President Recep Tayyip Erdogan’s first-round lead prompted expectations that he is likely to maintain his 20-year grip on power. But he doesn’t have a public plan to correct the country’s red-hot inflation, and that’s a concern for some of Turkey’s older voters who are thinking about their retirement savings.

Gönül Ergin is a 72-year-old former English teacher who says retirement with her husband right now is comfortable. “We don’t have much difficulty in our daily life,” she said.

But inflation in Turkey is at 44%, down from the official high of 85.5% last fall. Ergin worries about their retirement savings long term. 

“We are afraid for our future. So we try to save money, because we are getting older and we may need it in our old ages for our health and other needs. That’s why really, we are afraid,” she said. “My children’s family and we may live together. I never want to do this, it’s not so easy really.”

One out of every 10 Turks is over 65, but their golden years are increasingly worrisome.

“They tend to focus on daily purchases, emergency savings, but not on their long-term savings,” said Seda Peksevim, founder of Pensión Research & Consulting based in Istanbul. 

“People sometimes consider taking a second job,” she said, referring to ad hoc work like driving a taxi or other odd jobs. “And some people choose to focus on informal employment; they only want to survive in a daily form.”

In 2021, the Istanbul Political Research Institute found that 12% of Turks over 65 were still working, in part because pensions are not adequate. Still, President Erdogan changed retirement requirements that then allowed two million Turks to retire early. It was one of his moves to gain support ahead of the election.

» **Extracted data**:
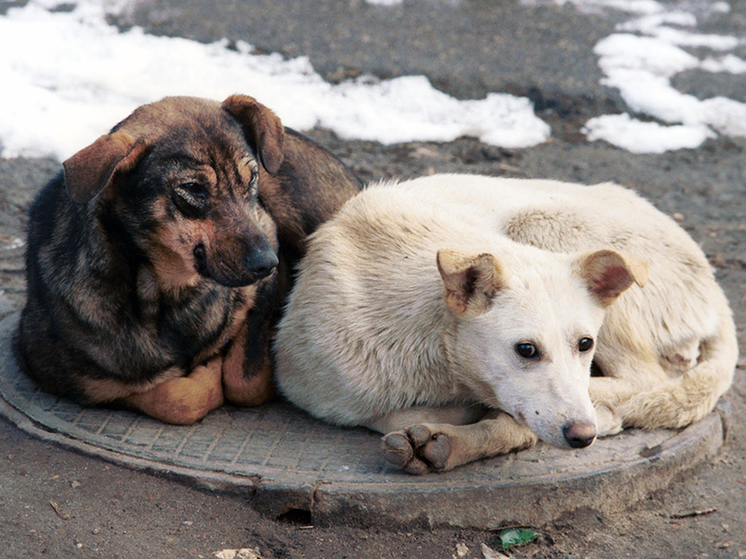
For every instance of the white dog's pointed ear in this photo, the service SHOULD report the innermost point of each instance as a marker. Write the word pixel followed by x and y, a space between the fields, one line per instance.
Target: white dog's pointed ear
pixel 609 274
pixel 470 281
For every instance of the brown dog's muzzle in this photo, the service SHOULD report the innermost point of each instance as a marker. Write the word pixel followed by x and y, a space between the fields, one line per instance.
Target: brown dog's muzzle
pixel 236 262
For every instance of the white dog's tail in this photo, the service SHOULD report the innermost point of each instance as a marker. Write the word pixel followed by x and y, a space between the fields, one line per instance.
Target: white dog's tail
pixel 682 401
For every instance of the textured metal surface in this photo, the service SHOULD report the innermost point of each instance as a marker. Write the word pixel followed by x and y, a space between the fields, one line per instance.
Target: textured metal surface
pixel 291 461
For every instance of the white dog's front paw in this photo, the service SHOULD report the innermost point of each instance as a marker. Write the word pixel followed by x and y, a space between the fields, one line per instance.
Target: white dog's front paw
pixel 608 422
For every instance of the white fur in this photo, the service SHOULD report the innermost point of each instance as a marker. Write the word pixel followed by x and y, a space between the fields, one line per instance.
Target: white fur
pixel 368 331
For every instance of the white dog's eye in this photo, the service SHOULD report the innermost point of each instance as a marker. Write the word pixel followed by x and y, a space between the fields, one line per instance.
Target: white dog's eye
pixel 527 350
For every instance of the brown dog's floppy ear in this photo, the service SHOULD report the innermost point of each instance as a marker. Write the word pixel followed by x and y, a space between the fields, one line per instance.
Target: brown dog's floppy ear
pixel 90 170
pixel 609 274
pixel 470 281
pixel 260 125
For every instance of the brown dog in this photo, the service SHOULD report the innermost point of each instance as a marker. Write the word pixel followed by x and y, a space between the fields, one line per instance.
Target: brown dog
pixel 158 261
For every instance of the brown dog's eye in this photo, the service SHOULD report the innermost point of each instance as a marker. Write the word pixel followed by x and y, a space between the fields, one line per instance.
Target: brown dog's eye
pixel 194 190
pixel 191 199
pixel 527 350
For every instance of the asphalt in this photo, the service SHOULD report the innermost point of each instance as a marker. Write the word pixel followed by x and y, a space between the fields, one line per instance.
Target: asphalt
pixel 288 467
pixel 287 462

* * *

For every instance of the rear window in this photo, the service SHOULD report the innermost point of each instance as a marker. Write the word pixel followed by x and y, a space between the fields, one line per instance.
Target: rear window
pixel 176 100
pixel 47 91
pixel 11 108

» **What you need to do**:
[1] For the passage about older Turkish voters and inflation, decide whether each statement agrees with it. (a) Gönül Ergin says she and her husband have much difficulty in their daily life. (b) Inflation in Turkey has come down from an official high of 85.5%. (c) One out of every five Turks is over 65.
[2] Carry the passage about older Turkish voters and inflation forward, starting after its final sentence.

» **Answer section**:
[1]
(a) No: "We don’t have much difficulty in our daily life."
(b) Yes: "down from the official high of 85.5% last fall."
(c) No: "One out of every 10 Turks is over 65."

[2]
Now, people as young as 45 can retire, like Selami Çalışkan.

“Things are a little bit expensive. But we believe that [President Erdogan] is going to do better,” he said. “I am not working, but I think I might have to work again. I was in the the iron and steel industry. 

He insisted that there are no economic problems in Turkey — that any difficulties have come from the after effects of the global coronavirus pandemic, which countries around the world have also had to deal with. He’s hopeful that things will get better if the president is reelected on Sunday.

Retired schoolteacher Gönül Ergin is less hopeful. “We have been living with this for 22 years,” she said. “We can’t hope that in the future we will be much better than this.”

If President Erdogan wins, he says he will continue to cut interest rates. That unorthodox policy has stoked inflation and eroded many Turks’ long-term savings.